■ Exercise details ■
Pull out each line of the entries below that contains the string "query". Only matches with the same capitalization count.

■ Supplied data ■
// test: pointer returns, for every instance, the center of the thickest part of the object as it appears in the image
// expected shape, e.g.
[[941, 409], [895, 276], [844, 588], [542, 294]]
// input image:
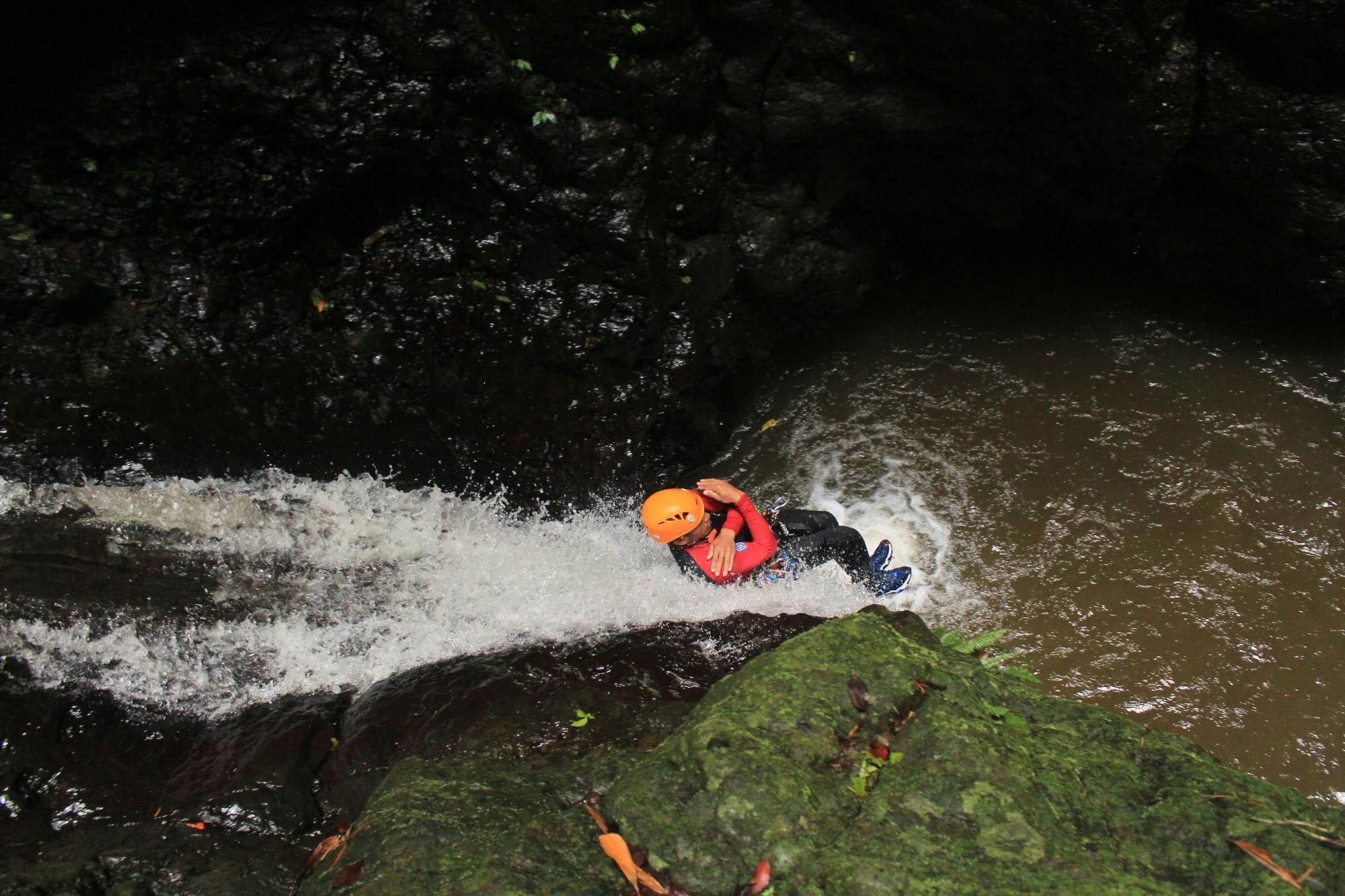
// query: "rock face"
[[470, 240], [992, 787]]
--
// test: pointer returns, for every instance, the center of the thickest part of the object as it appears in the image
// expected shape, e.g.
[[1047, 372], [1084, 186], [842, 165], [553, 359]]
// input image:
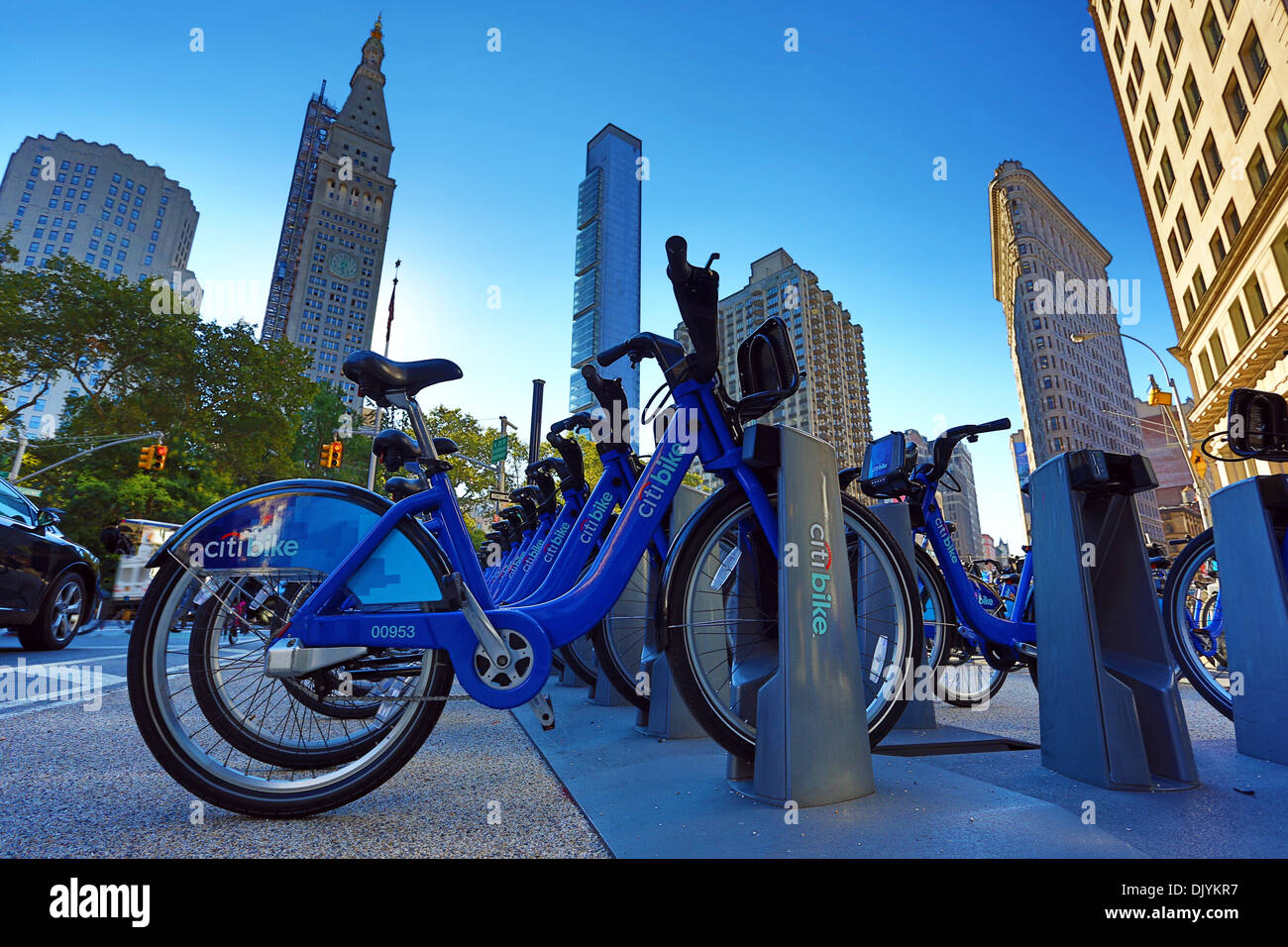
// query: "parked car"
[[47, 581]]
...
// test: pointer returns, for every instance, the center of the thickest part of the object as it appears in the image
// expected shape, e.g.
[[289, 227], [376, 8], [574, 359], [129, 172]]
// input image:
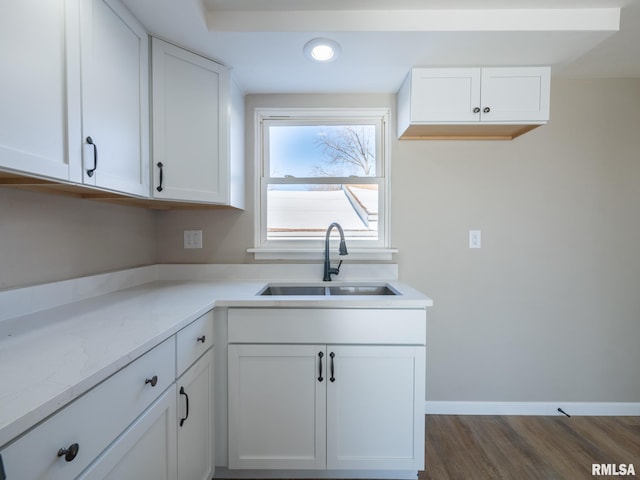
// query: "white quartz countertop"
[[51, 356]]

■ The answer ■
// query: "rock face"
// query: "parked car"
// query: "white quartz countertop"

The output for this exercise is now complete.